━━━ MATERIAL ━━━
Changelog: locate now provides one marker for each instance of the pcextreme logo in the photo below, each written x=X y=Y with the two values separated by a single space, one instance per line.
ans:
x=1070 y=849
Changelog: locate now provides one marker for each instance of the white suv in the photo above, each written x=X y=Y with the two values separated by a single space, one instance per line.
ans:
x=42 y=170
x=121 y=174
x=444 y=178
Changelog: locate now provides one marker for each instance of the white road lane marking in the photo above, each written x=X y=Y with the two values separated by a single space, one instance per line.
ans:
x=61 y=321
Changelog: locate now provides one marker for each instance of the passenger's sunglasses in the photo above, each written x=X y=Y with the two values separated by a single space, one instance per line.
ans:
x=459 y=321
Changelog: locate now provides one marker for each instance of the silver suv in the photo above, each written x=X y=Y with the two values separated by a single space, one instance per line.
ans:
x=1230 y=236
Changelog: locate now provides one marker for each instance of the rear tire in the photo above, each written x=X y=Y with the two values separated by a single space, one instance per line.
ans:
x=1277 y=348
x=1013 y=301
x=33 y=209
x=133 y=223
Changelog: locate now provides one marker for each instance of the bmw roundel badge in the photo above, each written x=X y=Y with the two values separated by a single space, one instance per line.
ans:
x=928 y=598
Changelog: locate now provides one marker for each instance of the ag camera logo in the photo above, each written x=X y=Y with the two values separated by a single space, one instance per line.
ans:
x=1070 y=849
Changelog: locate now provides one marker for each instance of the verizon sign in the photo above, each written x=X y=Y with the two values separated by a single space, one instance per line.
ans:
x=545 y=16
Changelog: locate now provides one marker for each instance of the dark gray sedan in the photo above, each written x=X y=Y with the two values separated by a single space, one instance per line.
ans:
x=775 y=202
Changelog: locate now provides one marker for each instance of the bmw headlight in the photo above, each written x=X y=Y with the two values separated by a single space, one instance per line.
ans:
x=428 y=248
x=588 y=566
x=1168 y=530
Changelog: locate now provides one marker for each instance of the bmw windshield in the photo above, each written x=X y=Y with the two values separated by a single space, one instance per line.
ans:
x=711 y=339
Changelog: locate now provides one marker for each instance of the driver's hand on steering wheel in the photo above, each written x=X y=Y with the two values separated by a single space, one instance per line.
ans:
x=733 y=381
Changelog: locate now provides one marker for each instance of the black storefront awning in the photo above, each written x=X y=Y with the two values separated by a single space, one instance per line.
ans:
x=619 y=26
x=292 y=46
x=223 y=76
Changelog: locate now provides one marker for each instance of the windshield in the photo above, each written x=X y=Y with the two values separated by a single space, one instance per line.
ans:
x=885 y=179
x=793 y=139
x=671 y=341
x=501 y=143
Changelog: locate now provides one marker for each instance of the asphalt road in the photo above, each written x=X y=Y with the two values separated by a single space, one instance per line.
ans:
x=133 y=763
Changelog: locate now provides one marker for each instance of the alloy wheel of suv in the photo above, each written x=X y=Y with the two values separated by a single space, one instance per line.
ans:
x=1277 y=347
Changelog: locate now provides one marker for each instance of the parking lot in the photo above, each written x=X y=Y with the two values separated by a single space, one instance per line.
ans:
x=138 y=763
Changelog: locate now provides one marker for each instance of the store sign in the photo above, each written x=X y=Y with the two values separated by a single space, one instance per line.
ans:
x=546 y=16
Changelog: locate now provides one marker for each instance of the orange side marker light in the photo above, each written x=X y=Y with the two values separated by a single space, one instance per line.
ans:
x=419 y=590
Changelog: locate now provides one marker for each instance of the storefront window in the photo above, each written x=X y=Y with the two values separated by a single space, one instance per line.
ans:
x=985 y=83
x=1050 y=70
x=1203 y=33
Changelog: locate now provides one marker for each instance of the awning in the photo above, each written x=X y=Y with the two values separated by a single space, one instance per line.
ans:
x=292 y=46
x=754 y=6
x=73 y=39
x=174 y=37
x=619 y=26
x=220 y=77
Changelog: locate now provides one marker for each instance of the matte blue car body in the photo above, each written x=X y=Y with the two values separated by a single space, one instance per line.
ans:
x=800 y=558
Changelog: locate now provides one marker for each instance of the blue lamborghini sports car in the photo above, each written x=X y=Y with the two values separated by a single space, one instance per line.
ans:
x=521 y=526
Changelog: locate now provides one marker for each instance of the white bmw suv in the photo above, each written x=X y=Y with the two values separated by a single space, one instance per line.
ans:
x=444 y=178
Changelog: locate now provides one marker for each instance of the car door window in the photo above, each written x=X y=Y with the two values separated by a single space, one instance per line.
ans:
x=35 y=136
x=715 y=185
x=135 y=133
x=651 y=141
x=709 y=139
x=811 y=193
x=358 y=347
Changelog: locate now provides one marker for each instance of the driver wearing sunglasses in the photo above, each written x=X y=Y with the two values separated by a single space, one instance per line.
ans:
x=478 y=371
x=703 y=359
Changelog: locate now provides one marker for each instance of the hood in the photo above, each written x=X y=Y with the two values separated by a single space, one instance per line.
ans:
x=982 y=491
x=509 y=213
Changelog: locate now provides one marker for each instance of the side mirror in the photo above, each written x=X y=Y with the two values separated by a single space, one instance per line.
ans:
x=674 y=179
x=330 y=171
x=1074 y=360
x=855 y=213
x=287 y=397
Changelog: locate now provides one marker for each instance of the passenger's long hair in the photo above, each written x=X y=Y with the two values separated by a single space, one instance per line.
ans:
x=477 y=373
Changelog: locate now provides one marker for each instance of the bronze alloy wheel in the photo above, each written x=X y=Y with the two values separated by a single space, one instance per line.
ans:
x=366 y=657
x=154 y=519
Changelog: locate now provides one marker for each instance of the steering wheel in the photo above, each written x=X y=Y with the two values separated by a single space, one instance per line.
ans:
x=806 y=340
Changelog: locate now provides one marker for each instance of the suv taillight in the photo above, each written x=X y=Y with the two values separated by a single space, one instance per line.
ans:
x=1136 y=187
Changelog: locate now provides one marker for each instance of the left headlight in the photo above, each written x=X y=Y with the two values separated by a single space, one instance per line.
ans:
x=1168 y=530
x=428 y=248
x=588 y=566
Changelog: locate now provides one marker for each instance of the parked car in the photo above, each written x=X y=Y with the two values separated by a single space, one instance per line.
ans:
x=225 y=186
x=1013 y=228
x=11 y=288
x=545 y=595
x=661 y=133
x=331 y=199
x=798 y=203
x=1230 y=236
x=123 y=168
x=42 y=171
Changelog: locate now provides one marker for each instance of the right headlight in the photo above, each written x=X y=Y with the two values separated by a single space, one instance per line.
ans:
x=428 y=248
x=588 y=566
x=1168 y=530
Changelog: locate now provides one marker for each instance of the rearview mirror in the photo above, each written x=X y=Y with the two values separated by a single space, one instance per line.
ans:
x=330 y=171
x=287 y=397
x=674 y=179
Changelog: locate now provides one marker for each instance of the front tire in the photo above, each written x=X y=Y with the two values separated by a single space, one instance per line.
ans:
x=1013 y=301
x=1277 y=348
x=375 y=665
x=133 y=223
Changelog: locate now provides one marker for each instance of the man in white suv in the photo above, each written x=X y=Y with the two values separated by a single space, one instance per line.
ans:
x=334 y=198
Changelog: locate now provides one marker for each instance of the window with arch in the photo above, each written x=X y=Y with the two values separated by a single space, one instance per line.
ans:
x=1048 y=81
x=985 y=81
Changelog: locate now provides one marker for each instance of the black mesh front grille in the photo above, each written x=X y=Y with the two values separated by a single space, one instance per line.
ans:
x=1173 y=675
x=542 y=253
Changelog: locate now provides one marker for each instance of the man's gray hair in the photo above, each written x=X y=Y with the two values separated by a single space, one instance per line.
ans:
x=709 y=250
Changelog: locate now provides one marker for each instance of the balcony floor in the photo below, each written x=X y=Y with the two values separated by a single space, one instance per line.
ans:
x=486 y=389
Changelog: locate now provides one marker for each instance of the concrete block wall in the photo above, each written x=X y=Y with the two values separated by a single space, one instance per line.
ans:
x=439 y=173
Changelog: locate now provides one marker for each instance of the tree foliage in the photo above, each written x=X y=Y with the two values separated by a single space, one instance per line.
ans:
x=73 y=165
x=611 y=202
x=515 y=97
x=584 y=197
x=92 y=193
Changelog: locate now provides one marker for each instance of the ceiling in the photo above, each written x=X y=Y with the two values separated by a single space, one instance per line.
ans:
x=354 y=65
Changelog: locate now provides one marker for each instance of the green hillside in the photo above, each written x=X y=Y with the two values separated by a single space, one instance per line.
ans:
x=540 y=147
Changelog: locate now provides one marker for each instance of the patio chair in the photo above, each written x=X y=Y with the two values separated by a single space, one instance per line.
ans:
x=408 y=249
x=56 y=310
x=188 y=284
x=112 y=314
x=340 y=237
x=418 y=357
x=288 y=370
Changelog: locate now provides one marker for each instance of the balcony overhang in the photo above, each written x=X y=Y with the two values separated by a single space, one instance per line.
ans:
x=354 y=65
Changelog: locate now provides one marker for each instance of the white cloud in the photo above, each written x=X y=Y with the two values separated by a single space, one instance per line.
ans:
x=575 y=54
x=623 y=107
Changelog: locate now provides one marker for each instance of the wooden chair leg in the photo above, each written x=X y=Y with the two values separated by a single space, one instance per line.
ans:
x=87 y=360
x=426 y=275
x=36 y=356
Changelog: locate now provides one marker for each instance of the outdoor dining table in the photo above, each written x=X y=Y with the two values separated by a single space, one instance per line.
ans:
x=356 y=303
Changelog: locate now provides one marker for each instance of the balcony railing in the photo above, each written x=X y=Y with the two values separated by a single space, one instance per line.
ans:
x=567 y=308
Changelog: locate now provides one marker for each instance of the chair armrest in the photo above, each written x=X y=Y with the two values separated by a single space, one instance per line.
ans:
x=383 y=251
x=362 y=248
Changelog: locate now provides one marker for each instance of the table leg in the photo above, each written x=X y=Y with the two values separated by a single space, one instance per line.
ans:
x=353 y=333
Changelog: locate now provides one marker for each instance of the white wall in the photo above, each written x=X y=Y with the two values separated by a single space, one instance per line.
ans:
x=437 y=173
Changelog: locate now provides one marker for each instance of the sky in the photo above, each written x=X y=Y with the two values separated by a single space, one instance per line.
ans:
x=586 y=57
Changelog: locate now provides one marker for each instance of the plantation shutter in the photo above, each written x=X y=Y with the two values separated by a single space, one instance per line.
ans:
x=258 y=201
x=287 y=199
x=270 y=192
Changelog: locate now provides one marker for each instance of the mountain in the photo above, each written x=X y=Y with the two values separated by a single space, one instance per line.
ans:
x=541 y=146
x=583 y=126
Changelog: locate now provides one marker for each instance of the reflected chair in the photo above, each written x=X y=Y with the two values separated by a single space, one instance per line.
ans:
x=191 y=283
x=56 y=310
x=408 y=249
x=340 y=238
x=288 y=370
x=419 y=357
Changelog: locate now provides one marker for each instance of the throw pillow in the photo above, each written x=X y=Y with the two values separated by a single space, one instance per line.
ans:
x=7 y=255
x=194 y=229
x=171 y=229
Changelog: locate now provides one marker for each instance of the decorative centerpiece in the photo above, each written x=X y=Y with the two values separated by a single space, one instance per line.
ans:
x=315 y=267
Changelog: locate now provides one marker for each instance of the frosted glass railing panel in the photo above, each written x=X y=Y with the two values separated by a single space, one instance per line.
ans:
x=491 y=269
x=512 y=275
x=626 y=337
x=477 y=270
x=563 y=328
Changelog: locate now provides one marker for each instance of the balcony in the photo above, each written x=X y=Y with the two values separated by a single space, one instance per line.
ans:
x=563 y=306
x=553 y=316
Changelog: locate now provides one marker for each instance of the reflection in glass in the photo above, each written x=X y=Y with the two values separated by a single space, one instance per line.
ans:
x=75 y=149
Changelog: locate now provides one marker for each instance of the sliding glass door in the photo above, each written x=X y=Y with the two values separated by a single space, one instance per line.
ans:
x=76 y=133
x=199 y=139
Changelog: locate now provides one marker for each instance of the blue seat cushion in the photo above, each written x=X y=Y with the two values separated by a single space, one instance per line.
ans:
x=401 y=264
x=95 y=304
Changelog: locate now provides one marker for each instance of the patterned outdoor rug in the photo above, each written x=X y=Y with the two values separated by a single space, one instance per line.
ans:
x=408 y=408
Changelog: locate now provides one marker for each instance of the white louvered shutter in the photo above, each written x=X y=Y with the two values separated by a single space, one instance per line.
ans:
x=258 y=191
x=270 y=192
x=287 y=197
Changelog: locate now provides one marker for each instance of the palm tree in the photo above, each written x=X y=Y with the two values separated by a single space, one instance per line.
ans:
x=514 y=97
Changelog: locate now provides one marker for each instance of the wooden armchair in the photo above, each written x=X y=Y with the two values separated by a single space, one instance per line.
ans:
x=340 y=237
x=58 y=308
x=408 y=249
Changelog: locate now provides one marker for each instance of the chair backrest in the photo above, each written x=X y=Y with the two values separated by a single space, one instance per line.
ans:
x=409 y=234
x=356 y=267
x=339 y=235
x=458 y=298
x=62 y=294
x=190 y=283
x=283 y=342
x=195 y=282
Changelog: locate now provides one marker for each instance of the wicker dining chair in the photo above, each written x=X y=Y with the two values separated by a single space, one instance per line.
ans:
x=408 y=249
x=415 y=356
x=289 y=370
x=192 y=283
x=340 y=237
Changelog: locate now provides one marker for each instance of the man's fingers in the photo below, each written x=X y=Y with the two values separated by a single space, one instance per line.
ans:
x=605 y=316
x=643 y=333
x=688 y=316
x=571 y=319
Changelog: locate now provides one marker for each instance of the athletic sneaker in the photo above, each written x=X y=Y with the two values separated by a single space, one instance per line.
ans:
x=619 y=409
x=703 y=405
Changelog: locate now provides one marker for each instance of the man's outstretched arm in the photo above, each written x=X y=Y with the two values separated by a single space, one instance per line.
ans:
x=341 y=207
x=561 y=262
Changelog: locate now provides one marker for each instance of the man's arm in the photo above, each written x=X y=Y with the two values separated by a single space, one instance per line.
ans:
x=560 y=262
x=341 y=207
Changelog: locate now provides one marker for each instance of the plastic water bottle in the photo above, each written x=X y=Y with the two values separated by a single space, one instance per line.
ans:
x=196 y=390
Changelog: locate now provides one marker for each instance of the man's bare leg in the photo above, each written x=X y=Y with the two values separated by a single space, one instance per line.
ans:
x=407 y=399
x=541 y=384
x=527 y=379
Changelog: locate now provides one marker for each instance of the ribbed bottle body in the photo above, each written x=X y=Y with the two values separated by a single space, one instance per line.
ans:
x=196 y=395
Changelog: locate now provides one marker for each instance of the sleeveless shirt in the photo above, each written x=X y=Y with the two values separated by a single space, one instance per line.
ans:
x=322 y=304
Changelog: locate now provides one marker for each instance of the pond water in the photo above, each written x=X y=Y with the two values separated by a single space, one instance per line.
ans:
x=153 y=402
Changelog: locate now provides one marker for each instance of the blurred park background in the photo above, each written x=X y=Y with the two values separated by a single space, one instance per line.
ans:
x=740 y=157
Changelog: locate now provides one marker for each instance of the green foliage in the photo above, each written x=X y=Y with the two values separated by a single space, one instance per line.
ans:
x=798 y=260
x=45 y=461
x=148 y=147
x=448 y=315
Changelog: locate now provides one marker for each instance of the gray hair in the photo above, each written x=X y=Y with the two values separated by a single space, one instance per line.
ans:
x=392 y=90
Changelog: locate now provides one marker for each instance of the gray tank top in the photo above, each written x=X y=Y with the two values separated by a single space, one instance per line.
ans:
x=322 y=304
━━━
Rewrite the lines starting with the line that contains "of the frosted" and going on through the line that contains "x=626 y=337", swapping "frosted glass" for "etched glass" and leaving everything else unchanged.

Changelog: locate now provides one marker for each instance of the etched glass railing panel in the photo above, each written x=X y=Y with the two values separated by a single space, one instance per line.
ans:
x=491 y=269
x=512 y=275
x=626 y=337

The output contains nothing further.